**Records provided:**
■ ■ ■
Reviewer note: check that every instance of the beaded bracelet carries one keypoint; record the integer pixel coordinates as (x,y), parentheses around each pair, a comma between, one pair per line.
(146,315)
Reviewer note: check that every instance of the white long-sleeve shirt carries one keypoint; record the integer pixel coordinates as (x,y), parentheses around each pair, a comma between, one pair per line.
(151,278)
■ ■ ■
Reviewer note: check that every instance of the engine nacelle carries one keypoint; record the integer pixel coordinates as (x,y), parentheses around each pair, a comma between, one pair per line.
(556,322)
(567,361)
■ ■ ■
**Written request:**
Please report each line above that contains the word "coordinates". Uppercase and lowercase must match.

**Solution for this task:**
Reviewer note: check that every instance of the beaded bracelet carries one keypoint; record the integer pixel coordinates as (x,y), parentheses around each pair, a comma between, one pair per line.
Reviewer note: check that every instance of the white long-sleeve shirt carries one keypoint; record the integer pixel coordinates as (x,y), parentheses around each pair, a comma between, one pair per line.
Reviewer note: check that every instance of the engine nacelle carries one keypoint; record the integer pixel coordinates as (x,y), parentheses around each pair, a comma between, one pair per line.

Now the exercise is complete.